§ Passage for review
....................
Characterization of redox centers in dimethyl sulfide dehydrogenase from Rhodovulum sulfidophilum

Dimethyl sulfide dehydrogenase from the purple phototrophic bacterium Rhodovulum sulfidophilum catalyzes the oxidation of dimethyl sulfide to dimethyl sulfoxide. Recent DNA sequence analysis of the ddh operon, encoding dimethyl sulfide dehydrogenase (ddhABC), and biochemical analysis (1) have revealed that it is a member of the DMSO reductase family of molybdenum enzymes and is closely related to respiratory nitrate reductase (NarGHI). Variable temperature X-band EPR spectra (120122 K) of purified heterotrimeric dimethyl sulfide dehydrogenase showed resonances arising from multiple redox centers, Mo(V), [3Fe-4S](+), [4Fe-4S](+), and a b-type heme. A pH-dependent EPR study of the Mo(V) center in (H2O)-H-1 and (H2O)-H-2 revealed the presence of three Mo(V) species in equilibrium, Mo(V)-OH2, Mo(v)-anion, and Mo(V)-OH. Above pH 8.2 the dominant species was Mo(V)-OH. The maximum specific activity occurred at pH 9.27. Comparison of the rhombicity and anisotropy parameters for the Mo(V) species in DMS dehydrogenase with other molybdenum enzymes of the DMSO reductase family showed that it was most similar to the low-pH nitrite spectrum of Escherichia coli nitrate reductase (NarGHI), consistent with previous sequence analysis of DdhA and NarG. A sequence comparison of DdhB and NarH has predicted the presence of four [Fe-S] clusters in DdhB. A [3Fe-4S](+) cluster was identified in dimethyl sulfide dehydrogenase whose properties resembled those of center 2 of NarH. A [4Fe-4S](+) cluster was also identified with unusual spin Hamiltonian parameters, suggesting that one of the iron atoms may have a fifth non-sulfur ligand. The g matrix for this cluster is very similar to that found for the minor conformation of center 1 in NarH [Guigliarelli, B., Asso, M., More, C., Augher, V., Blasco, F., Pommier, J., Giodano, G., and Bertrand, P. (1992) Eur. J. Biochem. 307,63-68]. Analysis of a ddhC mutant showed that this gene encodes the b-type cytochrome in dimethyl sulfide dehydrogenase. Magnetic circular dichroism studies revealed that the axial ligands to the iron in this cytochrome are a histidine and methionine, consistent with predictions from protein sequence analysis. Redox potentiometry showed that the b-type cytochrome has a high midpoint redox potential (E-o = +315 mV, pH 8).
....................
§ Material supplied

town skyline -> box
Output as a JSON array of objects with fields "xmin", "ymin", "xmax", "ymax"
....................
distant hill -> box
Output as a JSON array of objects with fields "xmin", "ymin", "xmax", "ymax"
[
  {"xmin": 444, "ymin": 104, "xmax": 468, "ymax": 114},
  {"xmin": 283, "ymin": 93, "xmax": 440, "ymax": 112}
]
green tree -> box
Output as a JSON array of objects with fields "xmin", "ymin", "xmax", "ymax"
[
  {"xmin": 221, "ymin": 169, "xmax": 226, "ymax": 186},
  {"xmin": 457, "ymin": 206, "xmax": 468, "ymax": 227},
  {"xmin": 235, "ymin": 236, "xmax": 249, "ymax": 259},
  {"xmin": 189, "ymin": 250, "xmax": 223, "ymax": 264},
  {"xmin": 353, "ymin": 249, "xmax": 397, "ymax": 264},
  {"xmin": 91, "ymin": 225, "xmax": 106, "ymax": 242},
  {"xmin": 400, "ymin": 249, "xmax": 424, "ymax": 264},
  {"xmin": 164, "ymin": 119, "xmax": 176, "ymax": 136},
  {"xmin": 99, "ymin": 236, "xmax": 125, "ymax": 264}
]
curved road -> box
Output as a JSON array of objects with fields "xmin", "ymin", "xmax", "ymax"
....................
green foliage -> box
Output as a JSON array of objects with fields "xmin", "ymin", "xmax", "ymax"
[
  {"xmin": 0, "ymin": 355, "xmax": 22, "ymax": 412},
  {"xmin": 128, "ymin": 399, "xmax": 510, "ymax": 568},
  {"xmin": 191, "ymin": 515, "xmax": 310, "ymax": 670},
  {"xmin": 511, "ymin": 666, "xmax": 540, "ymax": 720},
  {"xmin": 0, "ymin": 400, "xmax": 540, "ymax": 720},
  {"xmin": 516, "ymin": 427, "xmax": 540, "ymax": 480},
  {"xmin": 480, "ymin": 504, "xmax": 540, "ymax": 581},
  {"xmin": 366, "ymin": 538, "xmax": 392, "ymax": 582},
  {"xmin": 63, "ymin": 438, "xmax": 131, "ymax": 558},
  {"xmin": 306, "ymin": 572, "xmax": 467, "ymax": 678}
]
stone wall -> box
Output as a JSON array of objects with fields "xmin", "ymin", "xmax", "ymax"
....................
§ Exercise set
A – In the text on dimethyl sulfide dehydrogenase, at what pH did the maximum specific activity occur?
B – List the redox centers that the EPR spectra of purified dimethyl sulfide dehydrogenase showed, according to the text on dimethyl sulfide dehydrogenase.
C – Rewrite the paragraph beginning "Dimethyl sulfide dehydrogenase from the purple phototrophic bacterium" in the text on dimethyl sulfide dehydrogenase as a short bulleted list that keeps its main findings.
The records are unrelated to the text on dimethyl sulfide dehydrogenase.

§ List of answers
A – pH 9.27

B – Mo(V), [3Fe-4S](+), [4Fe-4S](+), and a b-type heme

C –
- The enzyme from Rhodovulum sulfidophilum oxidizes dimethyl sulfide to dimethyl sulfoxide.
- It belongs to the DMSO reductase family of molybdenum enzymes and is closely related to respiratory nitrate reductase (NarGHI).
- EPR spectra showed Mo(V), [3Fe-4S](+), and [4Fe-4S](+) centers and a b-type heme.
- Three Mo(V) species exist in equilibrium (Mo(V)-OH2, Mo(V)-anion, Mo(V)-OH), and Mo(V)-OH dominates above pH 8.2.
- Maximum specific activity occurs at pH 9.27.
- The Mo(V) species most resembles the low-pH nitrite spectrum of E. coli nitrate reductase.
- DdhB is predicted to hold four [Fe-S] clusters.
- The [3Fe-4S](+) cluster resembles center 2 of NarH.
- The [4Fe-4S](+) cluster has unusual parameters, suggesting a fifth non-sulfur ligand on one iron, and resembles the minor conformation of center 1 in NarH.
- ddhC encodes the b-type cytochrome, whose iron has histidine and methionine axial ligands.
- The cytochrome has a high midpoint redox potential (E-o = +315 mV, pH 8).